_What you are asked to do:_
Find every line in the material below that contains the word "maroon", and copy each of those lines.

BEGIN Material shown

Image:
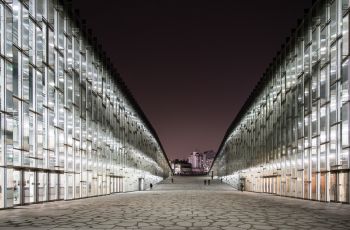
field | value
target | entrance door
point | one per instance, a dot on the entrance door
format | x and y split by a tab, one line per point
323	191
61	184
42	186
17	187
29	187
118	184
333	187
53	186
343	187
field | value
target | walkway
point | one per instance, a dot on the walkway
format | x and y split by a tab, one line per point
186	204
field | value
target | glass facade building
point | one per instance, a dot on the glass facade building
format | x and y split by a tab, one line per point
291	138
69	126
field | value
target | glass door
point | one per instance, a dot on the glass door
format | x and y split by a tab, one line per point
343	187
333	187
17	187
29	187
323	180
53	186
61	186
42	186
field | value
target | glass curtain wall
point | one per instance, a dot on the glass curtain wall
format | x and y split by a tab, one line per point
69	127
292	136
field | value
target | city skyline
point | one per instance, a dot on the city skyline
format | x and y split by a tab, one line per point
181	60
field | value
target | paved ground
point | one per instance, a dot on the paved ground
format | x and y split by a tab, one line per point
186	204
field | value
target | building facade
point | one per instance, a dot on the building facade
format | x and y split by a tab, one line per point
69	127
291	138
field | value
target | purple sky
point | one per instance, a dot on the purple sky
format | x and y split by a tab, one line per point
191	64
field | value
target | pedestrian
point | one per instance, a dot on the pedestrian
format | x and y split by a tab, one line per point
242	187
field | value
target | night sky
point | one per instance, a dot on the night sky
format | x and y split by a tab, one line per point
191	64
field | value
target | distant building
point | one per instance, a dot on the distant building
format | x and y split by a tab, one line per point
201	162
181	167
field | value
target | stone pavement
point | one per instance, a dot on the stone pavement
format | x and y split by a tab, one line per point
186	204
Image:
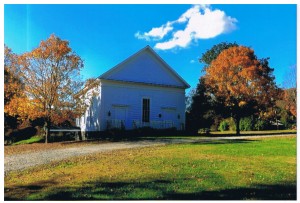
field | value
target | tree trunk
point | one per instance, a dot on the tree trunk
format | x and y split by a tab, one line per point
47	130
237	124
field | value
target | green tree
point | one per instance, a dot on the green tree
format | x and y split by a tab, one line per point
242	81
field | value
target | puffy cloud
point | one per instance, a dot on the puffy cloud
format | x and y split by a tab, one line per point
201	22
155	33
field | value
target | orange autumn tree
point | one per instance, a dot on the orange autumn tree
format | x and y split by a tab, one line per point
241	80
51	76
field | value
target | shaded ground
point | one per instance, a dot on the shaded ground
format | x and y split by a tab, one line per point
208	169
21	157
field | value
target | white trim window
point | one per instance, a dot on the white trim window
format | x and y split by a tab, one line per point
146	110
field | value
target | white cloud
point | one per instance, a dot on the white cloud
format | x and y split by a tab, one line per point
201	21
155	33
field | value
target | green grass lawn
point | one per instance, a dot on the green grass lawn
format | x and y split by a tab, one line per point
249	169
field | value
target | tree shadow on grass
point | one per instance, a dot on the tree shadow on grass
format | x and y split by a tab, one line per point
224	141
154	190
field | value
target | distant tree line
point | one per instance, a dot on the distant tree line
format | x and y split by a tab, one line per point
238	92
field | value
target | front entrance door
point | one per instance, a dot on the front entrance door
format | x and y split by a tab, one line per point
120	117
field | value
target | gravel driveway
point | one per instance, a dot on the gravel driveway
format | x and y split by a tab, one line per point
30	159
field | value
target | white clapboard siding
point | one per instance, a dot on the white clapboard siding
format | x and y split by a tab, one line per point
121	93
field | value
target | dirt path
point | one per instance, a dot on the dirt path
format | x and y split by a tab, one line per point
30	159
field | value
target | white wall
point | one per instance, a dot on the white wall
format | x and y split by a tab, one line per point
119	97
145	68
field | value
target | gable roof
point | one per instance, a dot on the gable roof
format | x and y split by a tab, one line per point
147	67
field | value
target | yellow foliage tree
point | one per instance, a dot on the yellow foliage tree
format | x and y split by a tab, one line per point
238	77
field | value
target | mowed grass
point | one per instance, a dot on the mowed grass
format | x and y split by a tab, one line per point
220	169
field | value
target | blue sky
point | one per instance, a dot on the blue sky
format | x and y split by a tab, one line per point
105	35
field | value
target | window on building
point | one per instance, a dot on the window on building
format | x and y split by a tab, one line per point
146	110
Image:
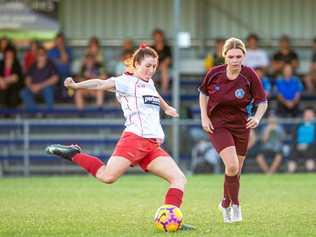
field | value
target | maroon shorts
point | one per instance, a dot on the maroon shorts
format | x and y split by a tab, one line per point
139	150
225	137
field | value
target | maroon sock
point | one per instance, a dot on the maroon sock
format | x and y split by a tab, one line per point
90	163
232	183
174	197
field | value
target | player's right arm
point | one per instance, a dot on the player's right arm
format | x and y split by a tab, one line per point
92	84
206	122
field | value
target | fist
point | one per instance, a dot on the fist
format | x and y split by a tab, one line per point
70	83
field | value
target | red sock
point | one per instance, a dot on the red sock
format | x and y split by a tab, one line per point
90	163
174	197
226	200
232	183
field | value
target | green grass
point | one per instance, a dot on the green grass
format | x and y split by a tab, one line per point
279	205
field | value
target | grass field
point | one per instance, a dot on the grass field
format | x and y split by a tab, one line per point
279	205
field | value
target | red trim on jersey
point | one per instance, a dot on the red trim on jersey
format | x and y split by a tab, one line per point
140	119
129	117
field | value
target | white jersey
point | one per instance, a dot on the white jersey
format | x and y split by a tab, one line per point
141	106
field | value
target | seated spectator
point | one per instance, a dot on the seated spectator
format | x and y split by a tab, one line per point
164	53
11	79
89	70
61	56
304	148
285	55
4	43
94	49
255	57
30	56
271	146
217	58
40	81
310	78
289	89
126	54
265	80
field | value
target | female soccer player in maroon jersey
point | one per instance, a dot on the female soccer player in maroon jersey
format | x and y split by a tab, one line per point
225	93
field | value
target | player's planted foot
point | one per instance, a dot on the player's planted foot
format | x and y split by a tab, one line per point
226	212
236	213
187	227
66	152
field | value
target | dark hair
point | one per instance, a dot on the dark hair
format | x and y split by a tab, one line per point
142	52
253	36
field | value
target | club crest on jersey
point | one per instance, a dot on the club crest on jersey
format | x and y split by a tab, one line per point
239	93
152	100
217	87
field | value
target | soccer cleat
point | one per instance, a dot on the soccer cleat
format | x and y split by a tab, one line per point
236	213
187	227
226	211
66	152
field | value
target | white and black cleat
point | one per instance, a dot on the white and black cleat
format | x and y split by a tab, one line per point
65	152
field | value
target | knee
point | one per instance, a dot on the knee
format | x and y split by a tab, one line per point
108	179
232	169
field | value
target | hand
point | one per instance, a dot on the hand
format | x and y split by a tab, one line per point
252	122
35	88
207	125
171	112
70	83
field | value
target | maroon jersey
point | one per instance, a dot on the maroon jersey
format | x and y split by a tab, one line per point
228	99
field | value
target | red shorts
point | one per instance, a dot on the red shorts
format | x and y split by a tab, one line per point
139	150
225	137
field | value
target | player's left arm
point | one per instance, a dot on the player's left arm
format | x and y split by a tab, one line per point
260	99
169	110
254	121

END Material shown
BEGIN Material shown

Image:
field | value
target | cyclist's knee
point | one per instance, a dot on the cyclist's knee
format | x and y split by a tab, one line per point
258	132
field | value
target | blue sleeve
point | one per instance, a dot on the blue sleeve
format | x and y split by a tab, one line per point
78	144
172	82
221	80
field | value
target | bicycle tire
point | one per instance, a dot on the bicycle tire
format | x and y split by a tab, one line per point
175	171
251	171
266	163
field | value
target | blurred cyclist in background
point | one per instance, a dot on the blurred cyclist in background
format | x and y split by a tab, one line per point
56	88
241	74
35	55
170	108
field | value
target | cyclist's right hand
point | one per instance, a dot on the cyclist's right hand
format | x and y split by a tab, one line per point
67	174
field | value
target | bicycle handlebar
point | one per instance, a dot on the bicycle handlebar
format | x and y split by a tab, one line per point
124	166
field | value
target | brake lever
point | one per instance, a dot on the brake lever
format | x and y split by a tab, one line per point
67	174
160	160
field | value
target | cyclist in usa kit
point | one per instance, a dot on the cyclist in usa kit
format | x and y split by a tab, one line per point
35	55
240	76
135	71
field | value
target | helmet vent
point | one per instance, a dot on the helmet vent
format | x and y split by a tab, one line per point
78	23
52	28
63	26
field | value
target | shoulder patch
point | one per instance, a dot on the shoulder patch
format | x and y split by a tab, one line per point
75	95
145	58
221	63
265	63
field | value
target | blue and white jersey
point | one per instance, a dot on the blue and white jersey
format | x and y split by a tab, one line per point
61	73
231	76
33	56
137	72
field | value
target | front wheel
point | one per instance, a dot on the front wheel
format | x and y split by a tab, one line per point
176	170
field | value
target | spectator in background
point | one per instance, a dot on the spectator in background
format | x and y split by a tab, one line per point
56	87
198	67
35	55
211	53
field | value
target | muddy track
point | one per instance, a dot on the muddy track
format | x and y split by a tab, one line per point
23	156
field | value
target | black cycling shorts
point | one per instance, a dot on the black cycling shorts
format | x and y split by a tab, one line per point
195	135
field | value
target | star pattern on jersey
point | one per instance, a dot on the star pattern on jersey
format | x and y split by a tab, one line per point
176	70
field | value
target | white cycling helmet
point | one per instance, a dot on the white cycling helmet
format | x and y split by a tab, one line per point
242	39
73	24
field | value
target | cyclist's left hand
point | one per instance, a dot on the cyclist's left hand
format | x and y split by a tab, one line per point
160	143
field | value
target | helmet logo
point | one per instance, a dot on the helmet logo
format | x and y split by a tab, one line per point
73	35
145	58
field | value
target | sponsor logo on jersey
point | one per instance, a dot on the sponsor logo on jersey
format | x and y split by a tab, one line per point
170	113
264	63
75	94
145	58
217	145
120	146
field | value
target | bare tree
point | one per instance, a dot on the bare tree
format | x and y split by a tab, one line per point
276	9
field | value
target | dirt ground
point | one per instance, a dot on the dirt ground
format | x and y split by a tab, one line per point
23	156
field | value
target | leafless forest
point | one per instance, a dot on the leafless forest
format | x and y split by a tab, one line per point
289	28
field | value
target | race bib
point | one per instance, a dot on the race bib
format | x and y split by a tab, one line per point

END Material shown
BEGIN Material shown

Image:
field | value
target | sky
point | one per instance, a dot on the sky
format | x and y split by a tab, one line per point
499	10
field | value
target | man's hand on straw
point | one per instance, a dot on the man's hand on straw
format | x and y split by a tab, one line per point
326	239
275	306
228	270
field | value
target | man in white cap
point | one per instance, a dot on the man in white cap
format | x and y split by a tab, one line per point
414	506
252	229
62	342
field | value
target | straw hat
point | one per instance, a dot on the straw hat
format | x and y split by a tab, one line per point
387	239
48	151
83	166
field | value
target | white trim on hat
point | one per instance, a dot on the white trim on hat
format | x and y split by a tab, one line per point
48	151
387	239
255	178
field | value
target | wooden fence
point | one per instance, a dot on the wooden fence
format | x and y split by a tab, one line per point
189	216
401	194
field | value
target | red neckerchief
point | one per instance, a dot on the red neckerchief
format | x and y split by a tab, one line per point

END Material shown

_Output for this task:_
target | maroon shorts
point | one per instance, a dot on the maroon shorts
target | maroon sock
point | one per instance, a dot on the maroon sock
target | female soccer player in maroon jersey
point | one per instance, a dot on the female soccer player in maroon jersey
target | maroon jersey
point | one per instance, a dot on the maroon jersey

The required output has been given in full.